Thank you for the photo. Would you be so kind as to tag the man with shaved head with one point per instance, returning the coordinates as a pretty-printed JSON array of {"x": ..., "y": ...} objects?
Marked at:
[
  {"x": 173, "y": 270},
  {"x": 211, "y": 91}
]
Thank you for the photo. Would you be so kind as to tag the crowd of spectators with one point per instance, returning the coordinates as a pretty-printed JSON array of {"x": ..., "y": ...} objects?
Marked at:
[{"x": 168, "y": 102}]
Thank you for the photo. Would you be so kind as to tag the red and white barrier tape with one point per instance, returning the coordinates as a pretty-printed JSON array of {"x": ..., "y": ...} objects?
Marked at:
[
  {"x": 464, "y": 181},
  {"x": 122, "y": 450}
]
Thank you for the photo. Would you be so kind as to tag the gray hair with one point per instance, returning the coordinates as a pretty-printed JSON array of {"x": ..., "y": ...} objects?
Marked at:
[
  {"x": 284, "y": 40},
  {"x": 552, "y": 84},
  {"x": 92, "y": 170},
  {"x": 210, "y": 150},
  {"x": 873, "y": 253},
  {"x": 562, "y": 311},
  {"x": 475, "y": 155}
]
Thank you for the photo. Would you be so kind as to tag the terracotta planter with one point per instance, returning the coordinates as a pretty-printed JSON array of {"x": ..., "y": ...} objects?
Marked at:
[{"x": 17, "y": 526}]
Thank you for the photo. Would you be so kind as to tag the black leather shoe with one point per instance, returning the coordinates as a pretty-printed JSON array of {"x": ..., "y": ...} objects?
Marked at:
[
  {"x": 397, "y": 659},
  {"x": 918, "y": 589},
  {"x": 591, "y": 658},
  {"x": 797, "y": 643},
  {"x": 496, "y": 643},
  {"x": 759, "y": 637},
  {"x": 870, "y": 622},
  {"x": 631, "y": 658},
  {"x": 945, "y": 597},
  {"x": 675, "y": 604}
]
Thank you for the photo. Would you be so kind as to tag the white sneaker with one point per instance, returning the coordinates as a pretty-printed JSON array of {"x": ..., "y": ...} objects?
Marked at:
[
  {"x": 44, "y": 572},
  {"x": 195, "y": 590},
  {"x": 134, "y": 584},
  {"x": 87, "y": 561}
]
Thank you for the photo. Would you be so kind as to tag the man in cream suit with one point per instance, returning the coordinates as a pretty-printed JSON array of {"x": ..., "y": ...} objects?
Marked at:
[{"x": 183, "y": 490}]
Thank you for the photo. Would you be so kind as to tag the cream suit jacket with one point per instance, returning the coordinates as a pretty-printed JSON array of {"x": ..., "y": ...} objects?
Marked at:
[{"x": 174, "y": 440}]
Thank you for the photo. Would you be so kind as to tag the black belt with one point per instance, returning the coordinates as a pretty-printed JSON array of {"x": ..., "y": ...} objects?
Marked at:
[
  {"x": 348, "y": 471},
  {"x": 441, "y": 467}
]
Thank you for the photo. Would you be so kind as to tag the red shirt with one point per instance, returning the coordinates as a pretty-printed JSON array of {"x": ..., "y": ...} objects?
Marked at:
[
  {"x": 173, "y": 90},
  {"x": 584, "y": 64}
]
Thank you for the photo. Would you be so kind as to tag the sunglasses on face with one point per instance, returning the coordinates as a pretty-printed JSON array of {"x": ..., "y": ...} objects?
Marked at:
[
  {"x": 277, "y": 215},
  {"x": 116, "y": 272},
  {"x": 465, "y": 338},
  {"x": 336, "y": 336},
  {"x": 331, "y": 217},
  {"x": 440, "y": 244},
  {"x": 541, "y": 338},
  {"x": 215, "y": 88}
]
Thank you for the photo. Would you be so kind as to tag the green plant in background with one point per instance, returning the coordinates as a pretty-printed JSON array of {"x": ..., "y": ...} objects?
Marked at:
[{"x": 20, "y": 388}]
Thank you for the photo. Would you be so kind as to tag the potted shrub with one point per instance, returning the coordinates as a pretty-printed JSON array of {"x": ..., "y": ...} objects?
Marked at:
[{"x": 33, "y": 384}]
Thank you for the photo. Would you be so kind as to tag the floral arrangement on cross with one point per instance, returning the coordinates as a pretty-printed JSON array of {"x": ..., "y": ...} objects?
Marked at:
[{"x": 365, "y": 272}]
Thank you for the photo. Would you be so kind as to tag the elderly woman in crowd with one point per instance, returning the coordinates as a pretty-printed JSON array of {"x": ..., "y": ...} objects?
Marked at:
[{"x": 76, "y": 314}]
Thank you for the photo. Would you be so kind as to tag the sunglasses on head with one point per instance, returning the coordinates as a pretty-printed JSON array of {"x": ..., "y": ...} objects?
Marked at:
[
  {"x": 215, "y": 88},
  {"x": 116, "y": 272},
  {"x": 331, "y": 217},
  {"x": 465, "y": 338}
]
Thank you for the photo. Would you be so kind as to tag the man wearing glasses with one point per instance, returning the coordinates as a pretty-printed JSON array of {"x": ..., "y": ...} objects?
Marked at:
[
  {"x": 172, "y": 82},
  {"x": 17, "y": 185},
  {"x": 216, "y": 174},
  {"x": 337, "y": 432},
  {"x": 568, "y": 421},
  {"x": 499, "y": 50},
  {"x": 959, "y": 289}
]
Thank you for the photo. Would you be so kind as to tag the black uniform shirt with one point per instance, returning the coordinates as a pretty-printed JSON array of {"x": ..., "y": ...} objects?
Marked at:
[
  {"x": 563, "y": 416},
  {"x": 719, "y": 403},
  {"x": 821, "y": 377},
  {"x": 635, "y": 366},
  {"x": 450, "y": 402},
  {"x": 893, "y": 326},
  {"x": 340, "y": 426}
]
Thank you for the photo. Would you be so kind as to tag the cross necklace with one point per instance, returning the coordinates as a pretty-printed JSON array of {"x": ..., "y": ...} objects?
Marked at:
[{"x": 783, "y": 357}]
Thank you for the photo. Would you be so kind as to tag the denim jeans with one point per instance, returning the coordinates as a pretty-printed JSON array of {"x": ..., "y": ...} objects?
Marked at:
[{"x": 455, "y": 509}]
--- --- ---
Your instructions: Please go through each line of the data and count those that contain the string "cream"; give that number alone.

Response area: 2